INFORMATION SHOWN:
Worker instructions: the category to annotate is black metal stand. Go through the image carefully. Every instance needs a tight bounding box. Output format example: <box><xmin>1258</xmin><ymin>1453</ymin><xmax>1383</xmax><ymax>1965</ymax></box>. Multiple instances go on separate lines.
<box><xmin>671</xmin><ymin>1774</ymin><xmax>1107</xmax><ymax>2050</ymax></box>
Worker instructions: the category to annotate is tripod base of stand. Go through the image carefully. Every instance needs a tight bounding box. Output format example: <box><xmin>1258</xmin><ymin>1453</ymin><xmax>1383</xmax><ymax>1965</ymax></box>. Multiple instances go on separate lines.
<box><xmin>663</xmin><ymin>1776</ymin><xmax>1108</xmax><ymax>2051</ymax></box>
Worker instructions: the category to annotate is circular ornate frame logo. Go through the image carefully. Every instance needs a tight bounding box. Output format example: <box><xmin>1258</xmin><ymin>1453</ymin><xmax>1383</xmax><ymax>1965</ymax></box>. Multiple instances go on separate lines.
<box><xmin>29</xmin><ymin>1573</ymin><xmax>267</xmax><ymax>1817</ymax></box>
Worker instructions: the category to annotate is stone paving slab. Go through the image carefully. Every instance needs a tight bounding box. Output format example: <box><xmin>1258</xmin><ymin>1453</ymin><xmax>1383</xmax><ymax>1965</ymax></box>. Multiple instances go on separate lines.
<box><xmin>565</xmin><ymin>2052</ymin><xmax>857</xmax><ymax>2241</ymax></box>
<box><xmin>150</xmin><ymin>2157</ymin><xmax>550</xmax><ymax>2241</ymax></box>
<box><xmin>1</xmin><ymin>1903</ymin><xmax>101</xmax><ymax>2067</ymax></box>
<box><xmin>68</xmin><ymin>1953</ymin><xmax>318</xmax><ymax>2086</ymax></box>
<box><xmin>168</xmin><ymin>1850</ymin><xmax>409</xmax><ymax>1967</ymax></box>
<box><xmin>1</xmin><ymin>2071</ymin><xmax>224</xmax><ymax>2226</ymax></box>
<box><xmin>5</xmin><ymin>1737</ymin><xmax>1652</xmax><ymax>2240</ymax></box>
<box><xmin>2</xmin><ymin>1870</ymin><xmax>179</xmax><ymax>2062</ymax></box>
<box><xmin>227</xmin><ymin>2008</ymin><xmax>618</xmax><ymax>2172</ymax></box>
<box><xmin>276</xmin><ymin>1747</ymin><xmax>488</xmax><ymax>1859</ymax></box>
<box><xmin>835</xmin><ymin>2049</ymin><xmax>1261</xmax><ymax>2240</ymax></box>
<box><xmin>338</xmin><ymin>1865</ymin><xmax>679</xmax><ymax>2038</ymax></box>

WORK TO BE COMPLETED: Every entry is to be returned exactly, with nothing dropped.

ANSWER TO THIS TASK:
Worker instructions: the category to annotate is black metal stand. Go through the image carefully. Every instance needs a tight bounding box. Output format example: <box><xmin>1258</xmin><ymin>1453</ymin><xmax>1383</xmax><ymax>1965</ymax></box>. Multiple instances go on separate lines.
<box><xmin>671</xmin><ymin>1774</ymin><xmax>1107</xmax><ymax>2050</ymax></box>
Worker instructions: the category to annotate is tripod base of stand. Go through the image carefully. Every instance needs a tight bounding box. Output format example: <box><xmin>1258</xmin><ymin>1453</ymin><xmax>1383</xmax><ymax>1965</ymax></box>. Multiple instances go on separate lines.
<box><xmin>663</xmin><ymin>1776</ymin><xmax>1108</xmax><ymax>2051</ymax></box>
Worker instructions: the category to annotate is circular ornate frame logo. Go through the image carefully. Every instance needs a tight bounding box. Output format example: <box><xmin>1258</xmin><ymin>1453</ymin><xmax>1383</xmax><ymax>1965</ymax></box>. Multiple instances go on separate lines.
<box><xmin>29</xmin><ymin>1573</ymin><xmax>267</xmax><ymax>1817</ymax></box>
Worker instructions: the category to annotate is stone paving slab. Go through the image carefully. Every instance needs a tight bounding box. Output format example: <box><xmin>1258</xmin><ymin>1453</ymin><xmax>1383</xmax><ymax>1965</ymax></box>. Multiple instances go on separate lines.
<box><xmin>565</xmin><ymin>2052</ymin><xmax>857</xmax><ymax>2241</ymax></box>
<box><xmin>150</xmin><ymin>2157</ymin><xmax>550</xmax><ymax>2241</ymax></box>
<box><xmin>1</xmin><ymin>1903</ymin><xmax>101</xmax><ymax>2067</ymax></box>
<box><xmin>68</xmin><ymin>1953</ymin><xmax>318</xmax><ymax>2086</ymax></box>
<box><xmin>168</xmin><ymin>1850</ymin><xmax>409</xmax><ymax>1967</ymax></box>
<box><xmin>1</xmin><ymin>2071</ymin><xmax>224</xmax><ymax>2226</ymax></box>
<box><xmin>5</xmin><ymin>1737</ymin><xmax>1652</xmax><ymax>2240</ymax></box>
<box><xmin>2</xmin><ymin>1870</ymin><xmax>179</xmax><ymax>2062</ymax></box>
<box><xmin>227</xmin><ymin>2008</ymin><xmax>618</xmax><ymax>2172</ymax></box>
<box><xmin>276</xmin><ymin>1747</ymin><xmax>488</xmax><ymax>1859</ymax></box>
<box><xmin>835</xmin><ymin>2049</ymin><xmax>1261</xmax><ymax>2240</ymax></box>
<box><xmin>338</xmin><ymin>1865</ymin><xmax>679</xmax><ymax>2038</ymax></box>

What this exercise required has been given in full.